Exercise objective → Recast the records below as a two-column CSV with the columns record_text and answer, one row per record. Put each record's text and its answer in a single quoted field, replace line breaks with spaces, and omit the pictures.

(Records for pointing to objects in photos)
--------------------

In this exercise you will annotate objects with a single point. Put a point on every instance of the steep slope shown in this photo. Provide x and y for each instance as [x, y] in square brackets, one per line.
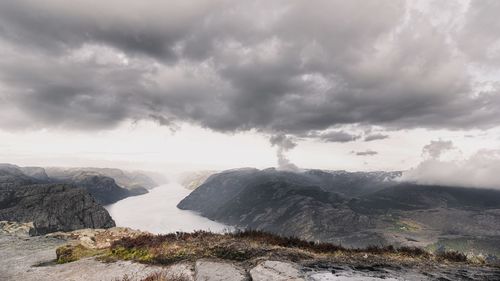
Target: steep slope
[52, 207]
[355, 209]
[125, 179]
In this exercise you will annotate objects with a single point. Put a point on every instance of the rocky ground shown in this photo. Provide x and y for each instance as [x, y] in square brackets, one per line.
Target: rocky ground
[34, 258]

--------------------

Problem solution →
record_text,answer
"In this exercise you will annotate objects with a single point. Put a point on every instance of the steep slope shown in this photo. Provide x and y for each instance as [x, y] in square brackets, one per line. Target: steep slope","[52, 207] [355, 209] [125, 179]"
"In this exercise you will annotate objects with a single point. Put a point on every instance of the rocky ground shown in this photo. Provide x and y for each instance as [x, y] in square brackets, one per line. Target: rocky ground","[34, 258]"